What this task involves - The reply should be an exact transcription of every record.

——

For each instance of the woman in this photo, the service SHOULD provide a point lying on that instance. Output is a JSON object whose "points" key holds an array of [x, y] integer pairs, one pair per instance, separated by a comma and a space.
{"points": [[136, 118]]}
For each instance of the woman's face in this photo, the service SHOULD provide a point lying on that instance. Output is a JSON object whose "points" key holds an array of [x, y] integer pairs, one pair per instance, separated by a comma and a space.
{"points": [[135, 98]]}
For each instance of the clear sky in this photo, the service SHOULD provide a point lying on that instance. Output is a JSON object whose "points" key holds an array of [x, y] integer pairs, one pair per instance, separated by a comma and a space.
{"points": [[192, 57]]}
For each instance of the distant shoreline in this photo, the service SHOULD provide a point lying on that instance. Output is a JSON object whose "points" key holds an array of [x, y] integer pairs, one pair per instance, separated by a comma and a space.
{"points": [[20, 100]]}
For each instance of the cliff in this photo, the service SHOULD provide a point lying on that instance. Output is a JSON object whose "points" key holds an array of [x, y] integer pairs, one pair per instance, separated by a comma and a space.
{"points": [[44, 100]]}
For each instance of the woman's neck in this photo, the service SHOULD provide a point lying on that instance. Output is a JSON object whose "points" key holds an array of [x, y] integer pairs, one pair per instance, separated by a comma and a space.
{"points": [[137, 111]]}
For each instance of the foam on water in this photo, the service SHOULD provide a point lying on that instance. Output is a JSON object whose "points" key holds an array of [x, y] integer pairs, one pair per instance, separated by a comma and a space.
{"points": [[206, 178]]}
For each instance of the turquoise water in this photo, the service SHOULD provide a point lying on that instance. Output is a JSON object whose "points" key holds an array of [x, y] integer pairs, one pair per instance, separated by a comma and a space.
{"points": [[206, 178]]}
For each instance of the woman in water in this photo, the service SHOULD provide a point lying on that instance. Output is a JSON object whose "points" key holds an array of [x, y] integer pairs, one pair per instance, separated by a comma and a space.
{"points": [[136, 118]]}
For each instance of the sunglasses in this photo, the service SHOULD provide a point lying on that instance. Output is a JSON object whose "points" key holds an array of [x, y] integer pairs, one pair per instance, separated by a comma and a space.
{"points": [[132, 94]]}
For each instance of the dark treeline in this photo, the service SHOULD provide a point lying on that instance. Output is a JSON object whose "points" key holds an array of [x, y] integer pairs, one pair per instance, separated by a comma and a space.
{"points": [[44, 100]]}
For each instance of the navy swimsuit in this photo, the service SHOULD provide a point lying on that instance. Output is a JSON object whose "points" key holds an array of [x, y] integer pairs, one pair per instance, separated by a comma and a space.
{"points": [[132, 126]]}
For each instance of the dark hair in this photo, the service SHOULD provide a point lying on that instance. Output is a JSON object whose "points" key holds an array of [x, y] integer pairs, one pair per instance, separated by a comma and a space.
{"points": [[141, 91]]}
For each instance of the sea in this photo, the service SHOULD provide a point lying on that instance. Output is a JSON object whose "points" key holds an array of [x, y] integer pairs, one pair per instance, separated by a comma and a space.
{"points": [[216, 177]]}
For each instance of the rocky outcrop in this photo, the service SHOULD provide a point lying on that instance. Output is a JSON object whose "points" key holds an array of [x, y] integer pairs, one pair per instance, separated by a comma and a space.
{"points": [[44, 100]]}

——

Problem solution -
For each instance of the woman in this photo, the service SHOULD provide a point lying on that instance. Output is a JSON object whose "points" key holds an array of [x, y] integer pairs, one pair per instance, separated by a comma and a space.
{"points": [[136, 118]]}
For each instance of the woman's face in this photo, the service SHOULD provide a point lying on that instance. Output is a JSON object whose "points" key holds an array of [x, y] integer pairs, one pair per instance, separated by a comma and a space.
{"points": [[135, 98]]}
For each instance of the clear sky in this photo, the service SHOULD provide a point lying on that instance. Output is a JSON object whose "points" key holds an array of [x, y] integer pairs, one pair per instance, separated by a comma and a space.
{"points": [[192, 57]]}
For each instance of the distant shoreline in this photo, the service SHOULD provide a point lying on that instance. Output is a JSON object whose "points" key holds an array of [x, y] integer pairs, one pair per instance, separated by a comma and a space.
{"points": [[20, 100]]}
For each instance of the cliff in this photo, the service SHOULD provide a point lying on that instance. Output is a JSON object whose "points" key holds an array of [x, y] integer pairs, one pair per instance, separated by a comma and a space.
{"points": [[44, 100]]}
For each instance of the woman's neck in this photo, the service SHOULD provide a point lying on that instance. Output is a JSON object whose "points" key holds an array of [x, y] integer pairs, one pair per instance, separated by a comma and a space.
{"points": [[137, 111]]}
For each instance of the foam on water in this photo, the service SHOULD provide a point lying on that instance. Output is a JSON object whose "points" key holds an array of [x, y] integer pairs, one pair per instance, separated by a comma and a space.
{"points": [[206, 178]]}
For each instance of the turquoise water in this photo, the service SHOULD provide a point lying on that instance. Output is a JSON object whose "points" key holds an array of [x, y] integer pairs, one pair per instance, separated by a comma and a space.
{"points": [[206, 178]]}
For each instance of the woman in water in this photo, the service SHOULD provide a point lying on that instance. Output is a JSON object whose "points" key holds an array of [x, y] integer pairs, one pair per instance, separated by a comma and a space.
{"points": [[136, 118]]}
For each instance of the sunglasses in this photo, the service SHOULD provide a point lying on that instance. Output is a JSON object whose "points" key holds an array of [x, y] integer pairs, one pair per instance, separated by a comma and a space.
{"points": [[132, 94]]}
For each instance of the dark treeline in this photo, the service SHOULD provide a point lying on that instance. Output is a JSON object whose "points" key holds an array of [x, y] integer pairs, one pair per instance, separated by a comma and a space.
{"points": [[44, 100]]}
For each instance of the navy swimsuit in this photo, the service SHOULD provide a point lying on that instance. Output is a JSON object whose "points" key holds an array of [x, y] integer pairs, one pair per instance, separated by a comma and a space.
{"points": [[132, 126]]}
For each instance of the dark hair in this photo, the service SHOULD provide a point lying on that instance. Output is a JSON object whose "points" key holds an array of [x, y] integer pairs, one pair per instance, separated by a comma and a space.
{"points": [[141, 91]]}
For each instance of the sea in this photo, the service SHOULD provide a point lying on that instance. Output is a JSON object whose "points" key holds an array of [x, y] integer pairs, one pair per instance, separated by a comma and a space.
{"points": [[216, 177]]}
For each instance of the rocky outcrop in this photo, the service SHOULD provide a point lying on that instance. Output is a JSON object whose "points" key holds an array of [x, y] integer pairs, one pair per instance, separated by a comma and a space.
{"points": [[44, 100]]}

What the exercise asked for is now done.